### Exercise aim
Reproduce each of the records below verbatim, keeping every line and character unchanged.
------------------------------------------------------------------------
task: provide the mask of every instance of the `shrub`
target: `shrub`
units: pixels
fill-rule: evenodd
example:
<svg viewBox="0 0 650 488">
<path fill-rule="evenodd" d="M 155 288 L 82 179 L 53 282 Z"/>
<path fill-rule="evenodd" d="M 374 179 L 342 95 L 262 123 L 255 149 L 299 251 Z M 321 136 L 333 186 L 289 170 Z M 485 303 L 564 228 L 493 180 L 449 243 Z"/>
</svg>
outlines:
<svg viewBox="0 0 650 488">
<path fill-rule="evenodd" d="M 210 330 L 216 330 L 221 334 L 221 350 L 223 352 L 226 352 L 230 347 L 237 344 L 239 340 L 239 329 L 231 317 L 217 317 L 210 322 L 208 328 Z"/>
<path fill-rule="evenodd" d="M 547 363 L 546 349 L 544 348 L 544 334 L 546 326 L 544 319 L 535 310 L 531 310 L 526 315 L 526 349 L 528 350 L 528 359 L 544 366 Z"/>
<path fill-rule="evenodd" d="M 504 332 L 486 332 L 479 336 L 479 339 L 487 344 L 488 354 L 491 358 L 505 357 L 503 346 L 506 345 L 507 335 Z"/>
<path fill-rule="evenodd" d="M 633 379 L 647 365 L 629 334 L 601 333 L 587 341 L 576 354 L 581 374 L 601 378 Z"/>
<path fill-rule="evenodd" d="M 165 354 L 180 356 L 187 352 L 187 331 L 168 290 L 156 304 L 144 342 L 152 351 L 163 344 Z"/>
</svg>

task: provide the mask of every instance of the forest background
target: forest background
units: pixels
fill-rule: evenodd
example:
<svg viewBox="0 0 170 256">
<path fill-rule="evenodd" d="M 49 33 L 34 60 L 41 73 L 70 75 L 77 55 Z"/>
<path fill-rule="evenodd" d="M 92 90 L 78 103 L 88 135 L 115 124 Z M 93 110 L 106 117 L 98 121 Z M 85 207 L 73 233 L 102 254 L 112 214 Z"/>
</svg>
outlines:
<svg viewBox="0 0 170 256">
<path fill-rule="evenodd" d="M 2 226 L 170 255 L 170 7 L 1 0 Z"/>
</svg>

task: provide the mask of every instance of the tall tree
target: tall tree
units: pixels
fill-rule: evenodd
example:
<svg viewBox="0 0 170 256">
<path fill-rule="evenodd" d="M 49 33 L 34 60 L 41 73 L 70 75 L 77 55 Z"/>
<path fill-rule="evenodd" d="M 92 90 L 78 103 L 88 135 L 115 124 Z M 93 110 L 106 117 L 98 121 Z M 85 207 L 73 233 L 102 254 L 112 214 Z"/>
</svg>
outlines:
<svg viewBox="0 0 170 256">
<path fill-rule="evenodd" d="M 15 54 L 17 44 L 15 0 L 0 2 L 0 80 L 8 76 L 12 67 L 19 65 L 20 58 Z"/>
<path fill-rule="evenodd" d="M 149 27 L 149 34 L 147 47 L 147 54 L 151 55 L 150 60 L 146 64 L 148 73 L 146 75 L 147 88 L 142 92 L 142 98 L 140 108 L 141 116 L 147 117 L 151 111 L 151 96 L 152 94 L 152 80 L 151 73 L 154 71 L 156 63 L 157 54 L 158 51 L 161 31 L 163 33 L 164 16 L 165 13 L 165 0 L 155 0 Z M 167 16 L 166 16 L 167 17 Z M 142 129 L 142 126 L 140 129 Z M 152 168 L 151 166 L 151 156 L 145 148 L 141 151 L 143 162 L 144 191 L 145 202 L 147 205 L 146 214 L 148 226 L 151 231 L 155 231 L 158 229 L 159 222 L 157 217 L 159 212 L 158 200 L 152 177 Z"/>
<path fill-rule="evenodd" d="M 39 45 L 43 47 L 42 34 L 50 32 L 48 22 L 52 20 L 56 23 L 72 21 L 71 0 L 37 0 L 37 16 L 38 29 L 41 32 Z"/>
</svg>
------------------------------------------------------------------------
### Task answer
task: provide the mask of every instance of the `shrub`
target: `shrub`
units: pixels
fill-rule: evenodd
example:
<svg viewBox="0 0 650 488">
<path fill-rule="evenodd" d="M 155 288 L 82 179 L 53 282 Z"/>
<path fill-rule="evenodd" d="M 374 179 L 342 95 L 262 123 L 255 149 L 299 251 Z M 321 136 L 333 186 L 289 170 Z M 485 303 L 564 228 L 493 180 L 449 243 Z"/>
</svg>
outlines:
<svg viewBox="0 0 650 488">
<path fill-rule="evenodd" d="M 210 330 L 216 330 L 221 334 L 221 350 L 223 352 L 226 352 L 230 347 L 237 344 L 239 340 L 239 329 L 231 317 L 217 317 L 210 322 L 208 328 Z"/>
<path fill-rule="evenodd" d="M 547 363 L 546 349 L 544 348 L 544 334 L 546 326 L 544 319 L 535 310 L 531 310 L 526 315 L 526 349 L 528 350 L 528 359 L 544 366 Z"/>
<path fill-rule="evenodd" d="M 504 332 L 486 332 L 479 336 L 479 339 L 487 344 L 488 354 L 491 358 L 505 357 L 503 346 L 506 345 L 507 335 Z"/>
<path fill-rule="evenodd" d="M 633 379 L 647 365 L 629 334 L 601 333 L 587 341 L 576 354 L 581 374 L 601 378 Z"/>
<path fill-rule="evenodd" d="M 165 354 L 180 356 L 187 352 L 187 331 L 168 290 L 156 304 L 144 342 L 152 351 L 163 344 Z"/>
</svg>

task: provide the mask of every instance of the forest background
target: forest background
units: pixels
fill-rule: evenodd
example:
<svg viewBox="0 0 170 256">
<path fill-rule="evenodd" d="M 49 33 L 34 60 L 41 73 L 70 75 L 77 55 Z"/>
<path fill-rule="evenodd" d="M 92 90 L 78 103 L 88 135 L 115 124 Z M 93 110 L 106 117 L 98 121 Z M 85 207 L 73 233 L 102 254 L 112 214 Z"/>
</svg>
outlines:
<svg viewBox="0 0 170 256">
<path fill-rule="evenodd" d="M 2 226 L 170 255 L 170 7 L 1 0 Z"/>
</svg>

task: provide the mask of every instance of the tall tree
target: tall tree
units: pixels
fill-rule: evenodd
example:
<svg viewBox="0 0 170 256">
<path fill-rule="evenodd" d="M 49 33 L 34 60 L 41 73 L 70 75 L 77 55 Z"/>
<path fill-rule="evenodd" d="M 92 90 L 78 103 L 88 135 L 115 124 Z M 93 110 L 106 117 L 98 121 Z M 85 207 L 73 233 L 102 254 L 112 214 Z"/>
</svg>
outlines:
<svg viewBox="0 0 170 256">
<path fill-rule="evenodd" d="M 15 54 L 17 44 L 15 0 L 0 2 L 0 80 L 8 76 L 12 67 L 19 65 L 20 58 Z"/>
<path fill-rule="evenodd" d="M 149 27 L 149 34 L 147 47 L 147 54 L 151 55 L 150 60 L 146 64 L 148 73 L 146 75 L 147 88 L 142 92 L 142 98 L 140 108 L 141 116 L 147 117 L 151 111 L 151 96 L 152 94 L 152 80 L 151 73 L 154 71 L 156 63 L 157 54 L 158 51 L 161 31 L 163 33 L 164 16 L 165 13 L 165 0 L 155 0 Z M 167 16 L 166 16 L 167 17 Z M 142 129 L 142 126 L 140 129 Z M 152 168 L 151 166 L 151 156 L 145 148 L 141 151 L 143 162 L 144 191 L 145 202 L 147 205 L 146 214 L 148 226 L 151 231 L 155 231 L 158 229 L 159 222 L 157 217 L 159 212 L 158 200 L 152 177 Z"/>
<path fill-rule="evenodd" d="M 39 45 L 43 47 L 42 34 L 50 32 L 48 22 L 52 20 L 56 23 L 72 21 L 71 0 L 37 0 L 37 16 L 38 29 L 41 32 Z"/>
</svg>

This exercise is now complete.